Comment sauver les infirmières bulgares condamnées à mort en Libye ?


IWPR
Comment sauver les infirmières bulgares condamnées à mort en Libye ?
Traduit par Pierre Dérens

Publié dans la presse : 25 août 2005
Mise en ligne: samedi 27 août 2005

Cinq infirmières bulgares sont condamnées à mort en Libye sous l’accusation d’avoir délibérément contaminé le sang de 400 enfants par le virus VIH. Elles attendent le résultat de leur dernier appel. En Bulgarie, l’opinion reste partagée sur la décision que devrait prendre le nouveau gouvernement dirigé par les socialistes.

Par Albena Shkodrova

En Bulgarie, certains pensent que le gouvernement devrait prendre en compte les exigences libyennes et verser des compensations aux familles des enfants contaminés, tout autre solution ayant échoué. Pour d’autres, toute négociation avec les parents ne peut aboutir, parce qu’ils ne sont pas unis, certains sont prêts à discuter mais d’autres exigent l’exécution des femmes.

Kristina Vulcheva, Nasya Nenova, Snezhana Dimitrova, Valentina Siropulo et Valya Chervenyashka ont été condamnées à mort en mai 2004 à la suite d’une contamination massive au HIV dans un hôpital de Benghazi. Un homme, le docteur Zdravko Georgiev, a été condamné à quatre ans de prison, mais relâché par la suite, sans avoir le droit de quitter le pays, et vit maintenant à l’intérieur de l’ambassade bulgare de Tripoli

Au procès du personnel médical, des experts internationaux ont témoigné que l’infection provenait de l’absence d’hygiène dans l’hôpital et s’était répandue avant l’arrivée des Bulgares. Maintenant qu’une cinquantaine de décès ont eu lieu, la colère monte en Libye.

Les juges libyens ont suivi leur gouvernement, pour qui les travailleurs de santé complotaient contre l’État, à la demande de la CIA et du Mossad, les services secrets d’Israël.

Des appels de l’Union européenne et des USA, pour l’instant, n’ont pas eu d’effet, même si, de source diplomatique bulgare, on continue de discuter jusqu’au 15 novembre, date de la réunion de la Cour Suprême. Pour certains analystes, si la Haute cour libyenne confirme la sentence, il deviendra impossible de sauver les infirmières.

Pour dépasser leur isolement international, et mettre un terme au processus engagé depuis plus de six ans, la Libye s’est empressée de renouveler ses exigences de compensation, dès la formation du nouveau gouvernement bulgare.

Ivailo Kalfin, le nouveau ministre des Affaires étrangères, a cependant rejeté ce paiement, qualifié de « prix du sang », en reprenant la position de son prédécesseur qui craignait que l’offre d’une compensation n’apparaisse comme une acceptation de culpabilité. Celui-ci avançait même l’idée que, si un accord était trouvé avec les parents, cela n’entraînerait aucune garantie d’amnistie pour les infirmières.

-*-

• [CONSIGNE]
Recopiez sans rien changer, s'il vous plaît, le passage de l'article sur les infirmières bulgares qui s'ouvre sur les mots contenant « Les juges libyens » et se termine par « nouveau gouvernement bulgare. ».

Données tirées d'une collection

-*-

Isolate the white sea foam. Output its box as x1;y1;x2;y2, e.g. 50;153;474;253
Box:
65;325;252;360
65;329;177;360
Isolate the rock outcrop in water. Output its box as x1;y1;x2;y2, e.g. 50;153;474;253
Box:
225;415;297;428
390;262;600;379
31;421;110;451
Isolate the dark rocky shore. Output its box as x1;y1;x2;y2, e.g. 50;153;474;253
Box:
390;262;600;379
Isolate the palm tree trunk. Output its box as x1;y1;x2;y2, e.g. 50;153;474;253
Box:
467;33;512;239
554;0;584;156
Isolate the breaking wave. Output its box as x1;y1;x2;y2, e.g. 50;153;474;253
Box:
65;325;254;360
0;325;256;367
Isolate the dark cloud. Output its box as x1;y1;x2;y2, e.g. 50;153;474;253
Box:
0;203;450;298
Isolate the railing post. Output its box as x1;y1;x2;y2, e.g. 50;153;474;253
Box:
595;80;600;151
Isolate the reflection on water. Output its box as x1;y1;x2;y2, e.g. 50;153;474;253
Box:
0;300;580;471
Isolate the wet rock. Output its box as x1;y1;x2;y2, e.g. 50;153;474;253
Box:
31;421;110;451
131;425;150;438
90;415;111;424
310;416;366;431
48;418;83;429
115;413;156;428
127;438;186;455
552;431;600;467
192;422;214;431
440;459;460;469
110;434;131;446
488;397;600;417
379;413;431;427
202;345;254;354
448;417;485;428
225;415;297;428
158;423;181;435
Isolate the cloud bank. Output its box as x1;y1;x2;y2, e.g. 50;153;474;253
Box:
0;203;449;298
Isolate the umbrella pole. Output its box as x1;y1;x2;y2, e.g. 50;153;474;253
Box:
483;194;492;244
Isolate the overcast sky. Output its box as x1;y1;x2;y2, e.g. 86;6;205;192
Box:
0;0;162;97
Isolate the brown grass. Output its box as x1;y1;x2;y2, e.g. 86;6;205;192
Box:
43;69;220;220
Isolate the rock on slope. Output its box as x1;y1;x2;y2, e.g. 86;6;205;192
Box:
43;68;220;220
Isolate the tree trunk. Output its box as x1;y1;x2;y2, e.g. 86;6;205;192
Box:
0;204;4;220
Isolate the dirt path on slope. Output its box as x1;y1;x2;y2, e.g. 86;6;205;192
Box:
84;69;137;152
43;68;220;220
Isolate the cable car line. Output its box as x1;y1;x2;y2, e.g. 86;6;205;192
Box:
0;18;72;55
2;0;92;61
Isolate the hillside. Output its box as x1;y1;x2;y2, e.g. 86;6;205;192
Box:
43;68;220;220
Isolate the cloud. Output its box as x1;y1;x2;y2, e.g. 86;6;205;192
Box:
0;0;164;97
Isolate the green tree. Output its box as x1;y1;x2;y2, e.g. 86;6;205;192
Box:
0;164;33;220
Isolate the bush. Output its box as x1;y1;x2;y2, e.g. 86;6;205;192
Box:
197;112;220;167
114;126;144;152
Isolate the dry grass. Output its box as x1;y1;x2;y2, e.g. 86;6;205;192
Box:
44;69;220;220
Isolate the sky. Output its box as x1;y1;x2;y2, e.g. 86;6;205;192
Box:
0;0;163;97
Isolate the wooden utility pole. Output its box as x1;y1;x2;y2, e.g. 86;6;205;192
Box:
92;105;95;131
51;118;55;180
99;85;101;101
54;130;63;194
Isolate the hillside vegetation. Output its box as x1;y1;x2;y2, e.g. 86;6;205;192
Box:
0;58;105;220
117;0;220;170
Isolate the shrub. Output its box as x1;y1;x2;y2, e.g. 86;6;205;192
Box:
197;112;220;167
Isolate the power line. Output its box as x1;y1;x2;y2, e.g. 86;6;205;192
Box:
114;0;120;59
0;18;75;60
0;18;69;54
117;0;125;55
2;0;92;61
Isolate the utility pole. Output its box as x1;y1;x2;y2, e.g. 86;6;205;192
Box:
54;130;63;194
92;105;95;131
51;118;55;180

-*-

• [CORRIGÉ]
Les juges libyens ont suivi leur gouvernement, pour qui les travailleurs de santé complotaient contre l’État, à la demande de la CIA et du Mossad, les services secrets d’Israël.

Des appels de l’Union européenne et des USA, pour l’instant, n’ont pas eu d’effet, même si, de source diplomatique bulgare, on continue de discuter jusqu’au 15 novembre, date de la réunion de la Cour Suprême. Pour certains analystes, si la Haute cour libyenne confirme la sentence, il deviendra impossible de sauver les infirmières.

Pour dépasser leur isolement international, et mettre un terme au processus engagé depuis plus de six ans, la Libye s’est empressée de renouveler ses exigences de compensation, dès la formation du nouveau gouvernement bulgare.